(Work required) Copy out every one of the following lines word for word, changing nothing.

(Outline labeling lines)
********************

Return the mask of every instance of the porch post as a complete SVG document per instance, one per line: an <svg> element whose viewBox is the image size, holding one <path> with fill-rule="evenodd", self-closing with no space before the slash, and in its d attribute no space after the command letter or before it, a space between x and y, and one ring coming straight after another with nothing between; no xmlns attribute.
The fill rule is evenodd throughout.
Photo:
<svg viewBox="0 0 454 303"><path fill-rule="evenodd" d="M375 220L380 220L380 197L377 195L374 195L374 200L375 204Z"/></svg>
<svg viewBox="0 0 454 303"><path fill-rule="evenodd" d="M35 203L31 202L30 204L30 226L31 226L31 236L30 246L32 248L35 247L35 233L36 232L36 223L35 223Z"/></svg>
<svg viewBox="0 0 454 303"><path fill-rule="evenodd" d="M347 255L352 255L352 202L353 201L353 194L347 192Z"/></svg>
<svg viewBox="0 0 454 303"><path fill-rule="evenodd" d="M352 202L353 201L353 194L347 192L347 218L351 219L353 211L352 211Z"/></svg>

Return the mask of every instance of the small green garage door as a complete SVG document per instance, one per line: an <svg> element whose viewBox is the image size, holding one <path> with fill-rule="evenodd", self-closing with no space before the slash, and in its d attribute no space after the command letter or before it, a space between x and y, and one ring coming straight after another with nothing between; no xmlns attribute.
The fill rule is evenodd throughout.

********************

(Result)
Return the mask of every instance of the porch post as a complete SVG document per instance, one per line: an <svg> element whose viewBox is the image size, holding one <path> with fill-rule="evenodd", self-closing with no space before the slash, and in its d attribute no space after the command letter or before it, a space between x and y, and one ring coming straight after another with nothing between; no xmlns attribute.
The fill rule is evenodd throughout.
Photo:
<svg viewBox="0 0 454 303"><path fill-rule="evenodd" d="M375 220L380 220L380 197L377 195L374 195L374 200L375 204Z"/></svg>
<svg viewBox="0 0 454 303"><path fill-rule="evenodd" d="M35 203L31 202L30 204L30 226L31 226L31 236L30 246L32 248L35 247L35 233L36 232L36 223L35 223Z"/></svg>
<svg viewBox="0 0 454 303"><path fill-rule="evenodd" d="M347 255L352 255L352 202L353 201L353 194L347 192Z"/></svg>
<svg viewBox="0 0 454 303"><path fill-rule="evenodd" d="M352 202L353 201L353 194L347 192L347 218L351 219L353 211L352 211Z"/></svg>

Return the mask of every instance of the small green garage door as a complete SVG document per instance, one per line: an <svg> element whose viewBox is the image size, holding one <path> with fill-rule="evenodd", self-closing with no space before the slash, and in its d attribute no space after the command letter or before it, a space between x and y, and one ring coming straight after another with nothing between; no xmlns attribute.
The fill rule is evenodd throughout.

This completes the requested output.